Die Statistik zeigt, dass im letzten Jahr die Bevölkerung der bulgarischen Dörfer etwas über 2 Millionen war. Wenn die Migrationswelle zu den Städten anhält und die Funktionen der Dorfgemeinden immer weiter vernachlässigt werden, wenn die Sterberate so hoch und die Geburten so wenig bleiben, kann sein, dass wir im Jahr 2060 keine Landbevölkerung mehr haben werden.

Schriftliche Anweisung
Zähle alle Bedingungen auf, unter denen es laut dem vorliegenden Text oben im Jahr 2060 keine Landbevölkerung mehr geben könnte.

Gespeicherte Zeilen
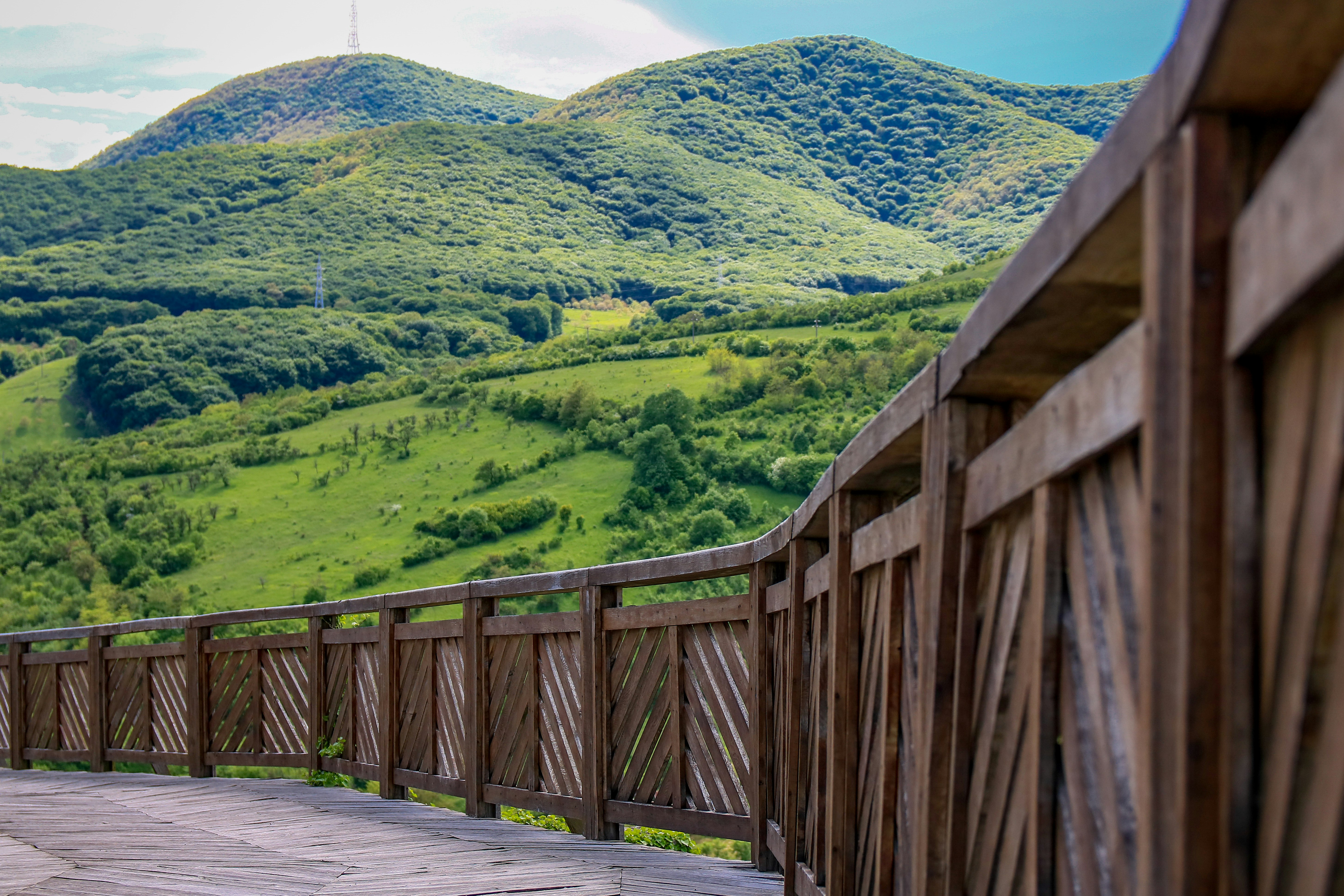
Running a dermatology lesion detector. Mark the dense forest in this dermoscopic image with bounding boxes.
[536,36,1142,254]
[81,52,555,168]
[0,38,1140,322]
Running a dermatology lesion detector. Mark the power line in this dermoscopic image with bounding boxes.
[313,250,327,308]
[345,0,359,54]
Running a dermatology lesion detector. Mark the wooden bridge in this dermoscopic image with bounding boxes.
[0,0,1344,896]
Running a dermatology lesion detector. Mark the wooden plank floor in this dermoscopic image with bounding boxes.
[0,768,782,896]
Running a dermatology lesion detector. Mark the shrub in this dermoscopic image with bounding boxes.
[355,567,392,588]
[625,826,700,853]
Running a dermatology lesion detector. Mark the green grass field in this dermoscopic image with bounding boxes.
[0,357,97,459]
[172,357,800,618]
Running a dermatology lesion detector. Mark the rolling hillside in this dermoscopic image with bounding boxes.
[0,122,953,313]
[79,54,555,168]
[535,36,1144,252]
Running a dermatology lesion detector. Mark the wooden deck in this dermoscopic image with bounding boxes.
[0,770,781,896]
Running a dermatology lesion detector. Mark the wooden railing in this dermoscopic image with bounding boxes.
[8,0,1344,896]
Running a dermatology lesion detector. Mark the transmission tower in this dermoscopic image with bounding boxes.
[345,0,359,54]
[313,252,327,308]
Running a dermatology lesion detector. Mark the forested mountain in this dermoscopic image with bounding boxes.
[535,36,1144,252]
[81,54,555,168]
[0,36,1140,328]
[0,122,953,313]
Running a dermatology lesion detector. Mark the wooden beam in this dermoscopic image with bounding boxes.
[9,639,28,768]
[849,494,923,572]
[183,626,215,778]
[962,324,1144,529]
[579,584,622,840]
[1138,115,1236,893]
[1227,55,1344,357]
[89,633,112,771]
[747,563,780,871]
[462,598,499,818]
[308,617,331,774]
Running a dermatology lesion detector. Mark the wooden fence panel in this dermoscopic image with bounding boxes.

Antwort
- Die Migrationswelle zu den Städten hält an.
- Die Funktionen der Dorfgemeinden werden immer weiter vernachlässigt.
- Die Sterberate bleibt so hoch.
- Die Geburten bleiben so wenige.